■ **ЦЕЛЬ ЗАДАНИЯ**
Продолжите отрывок о Путине и телевидении после гибели заложников, начав сразу после его последнего предложения.

Говорит и показывает Россия - Аркадий Островский
Шрифт:
Интервал:
Число погибших заложников продолжало расти, и Путин выступил с телевизионным обращением к народу: он попросил прощения за то, что не сумели спасти всех. У террористов, заявил он, нет будущего, “зато оно есть у нас”. Никто из тех, кто планировал и проводил спецоперацию, не получил даже выговора. Как и в дни трагедии с “Курском”, Путин переложил вину на телевидение, обвинив НТВ в том, что оно подвергло опасности жизни заложников, показывая подготовку к штурму театрального центра. Путин вызвал в Кремль руководителей информационных отделов и гневно сказал им, что “журналисты не должны наживаться на крови своих сограждан, если, конечно, они считают их своими”. Это была фактически черная метка генеральному директору НТВ гражданину США Борису Йордану, которого демонстративно не пригласили на встречу в Кремле. Йордан, будучи прагматичным инвестиционным банкиром, ушел в отставку, получив приличную компенсацию от “Газпрома”.
Глава ФСБ Николай Патрушев регулярно проводил встречи с руководством телевидения и прессы. “Наши традиционные встречи проходят не зря. У нас есть взаимное доверие, – говорил он. – Мы делаем одно дело – работаем на общество, на государство”[429].

■ **ФРАГМЕНТ ИСТОЧНИКА**
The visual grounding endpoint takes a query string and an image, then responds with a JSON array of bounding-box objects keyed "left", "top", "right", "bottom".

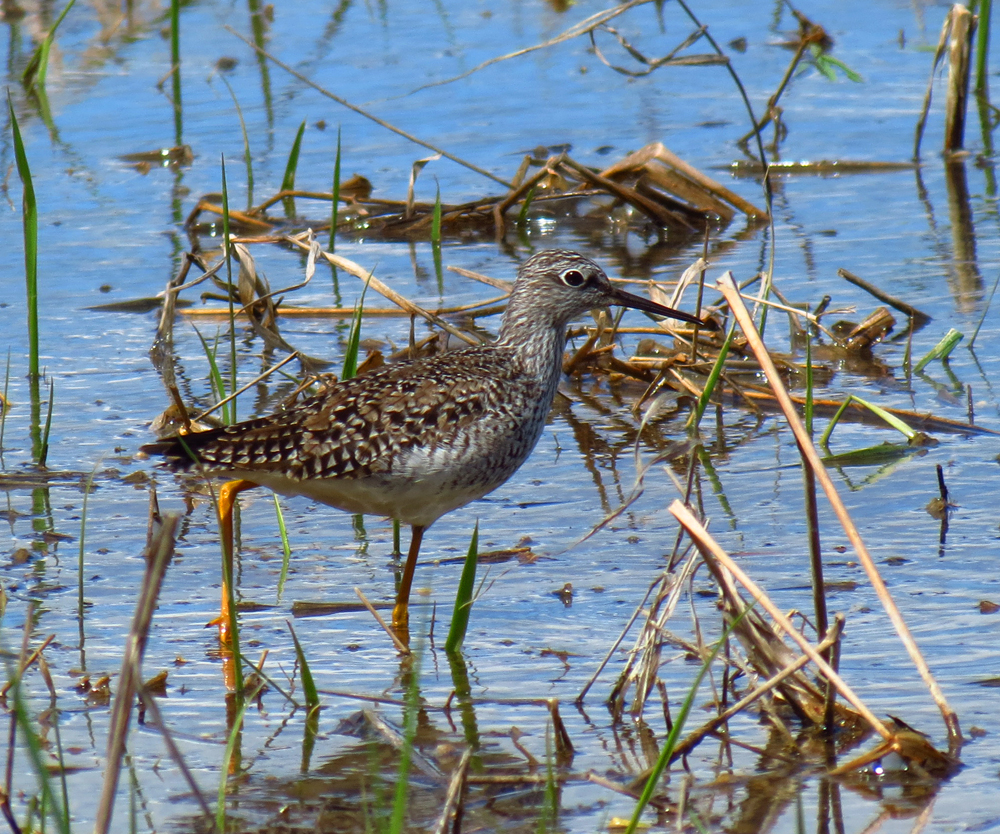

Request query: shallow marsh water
[{"left": 0, "top": 2, "right": 1000, "bottom": 831}]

■ **РЕЗУЛЬТАТ ЗАДАНИЯ**
Парфенов продержался на НТВ еще пару лет. “Я понимал, что рано или поздно «Намедни» закроют. Но пока ты можешь чирикать, ты чирикаешь. Вот и все. Три сезона мы выпускали хорошую программу, за которую не стыдно и сейчас. Прекрасное время, отличное”[430]. “Чириканье” Парфенова вселяло оптимизм и отчасти компенсировало тревожность и мрачность сюжетов. В 2003 году, когда арестовали Михаила Ходорковского, самого крупного российского олигарха и владельца нефтяной компании ЮКОС, Парфенов назвал случившееся “Ходоркостом”. Он попросил популярного комика Максима Галкина прокомментировать психофизическое состояние президента и спародировать адресованные правительству слова Путина по поводу ареста Ходорковского: “Что касается правительства, то попросил бы его не вмешиваться в эту ситуацию, и вообще в целом истерику прекратить”. Сюжет Парфенова с Галкиным назывался “Попросил бы истерику начать”.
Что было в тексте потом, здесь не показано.